## Entries shown:
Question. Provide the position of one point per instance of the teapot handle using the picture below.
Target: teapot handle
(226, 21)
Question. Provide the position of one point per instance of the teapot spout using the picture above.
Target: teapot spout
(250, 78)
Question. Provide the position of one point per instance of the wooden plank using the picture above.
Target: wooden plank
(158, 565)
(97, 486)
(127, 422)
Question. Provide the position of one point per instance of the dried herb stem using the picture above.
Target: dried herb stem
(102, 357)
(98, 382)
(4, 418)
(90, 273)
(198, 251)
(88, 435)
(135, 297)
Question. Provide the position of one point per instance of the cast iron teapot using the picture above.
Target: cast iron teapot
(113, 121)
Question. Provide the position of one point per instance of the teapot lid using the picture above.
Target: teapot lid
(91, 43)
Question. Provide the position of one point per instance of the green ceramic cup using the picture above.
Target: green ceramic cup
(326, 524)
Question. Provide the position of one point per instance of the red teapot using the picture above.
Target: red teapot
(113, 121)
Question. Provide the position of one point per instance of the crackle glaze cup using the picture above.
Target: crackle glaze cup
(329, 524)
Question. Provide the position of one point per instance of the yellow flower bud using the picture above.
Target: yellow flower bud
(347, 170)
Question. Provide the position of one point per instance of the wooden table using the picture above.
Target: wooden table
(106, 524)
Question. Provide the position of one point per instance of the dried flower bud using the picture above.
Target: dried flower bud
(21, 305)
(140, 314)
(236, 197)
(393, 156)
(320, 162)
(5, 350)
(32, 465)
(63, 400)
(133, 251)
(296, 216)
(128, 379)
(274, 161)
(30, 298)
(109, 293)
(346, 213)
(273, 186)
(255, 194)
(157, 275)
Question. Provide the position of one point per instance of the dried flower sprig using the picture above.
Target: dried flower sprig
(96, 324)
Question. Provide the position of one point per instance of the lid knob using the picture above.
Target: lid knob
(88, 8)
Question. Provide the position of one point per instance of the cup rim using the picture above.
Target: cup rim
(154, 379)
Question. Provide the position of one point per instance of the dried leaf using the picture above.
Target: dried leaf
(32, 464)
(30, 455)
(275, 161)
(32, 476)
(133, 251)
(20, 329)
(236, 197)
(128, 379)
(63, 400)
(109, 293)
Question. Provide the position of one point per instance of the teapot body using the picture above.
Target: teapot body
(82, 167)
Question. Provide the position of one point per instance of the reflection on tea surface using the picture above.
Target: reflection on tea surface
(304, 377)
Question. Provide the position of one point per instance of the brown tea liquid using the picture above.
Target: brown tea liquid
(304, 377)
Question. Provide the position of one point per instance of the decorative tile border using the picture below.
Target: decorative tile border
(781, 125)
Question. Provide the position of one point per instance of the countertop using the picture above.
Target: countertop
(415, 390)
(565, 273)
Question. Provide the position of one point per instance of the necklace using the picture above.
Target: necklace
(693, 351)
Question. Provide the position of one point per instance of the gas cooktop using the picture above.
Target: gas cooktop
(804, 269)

## Directions for this task:
Using the records above, please retype only the run of lines from the line holding "knob using the picture above." through the last line, both ends included.

## Worked solution:
Question. Provide the position of one point per instance of the lid knob using the picture above.
Target: lid knob
(88, 8)
Question. Provide the position of one point per instance of the cup rim using the picture above.
Target: cup rim
(154, 379)
Question. Provide the position of one point per instance of the dried leaf using the picture above.
Target: dried leaf
(32, 464)
(30, 455)
(275, 161)
(32, 476)
(133, 251)
(20, 329)
(236, 197)
(128, 379)
(63, 400)
(109, 293)
Question. Provide the position of one point per instance of the teapot body using the picture above.
Target: teapot body
(82, 167)
Question. Provide the position of one point per instance of the reflection on tea surface using the picture above.
Target: reflection on tea surface
(304, 377)
Question. Provide the position of one point per instance of the brown tea liquid using the picture above.
Target: brown tea liquid
(304, 377)
Question. Provide the position of one point per instance of the decorative tile border using the picture below.
Target: decorative tile border
(781, 125)
Question. Provide the position of one point per instance of the countertop using the picture above.
Target: countertop
(415, 390)
(565, 273)
Question. Provide the position of one point per instance of the necklace using the picture above.
Target: necklace
(693, 351)
Question. Provide the position of one point per instance of the gas cooktop using the picture above.
Target: gas cooktop
(804, 269)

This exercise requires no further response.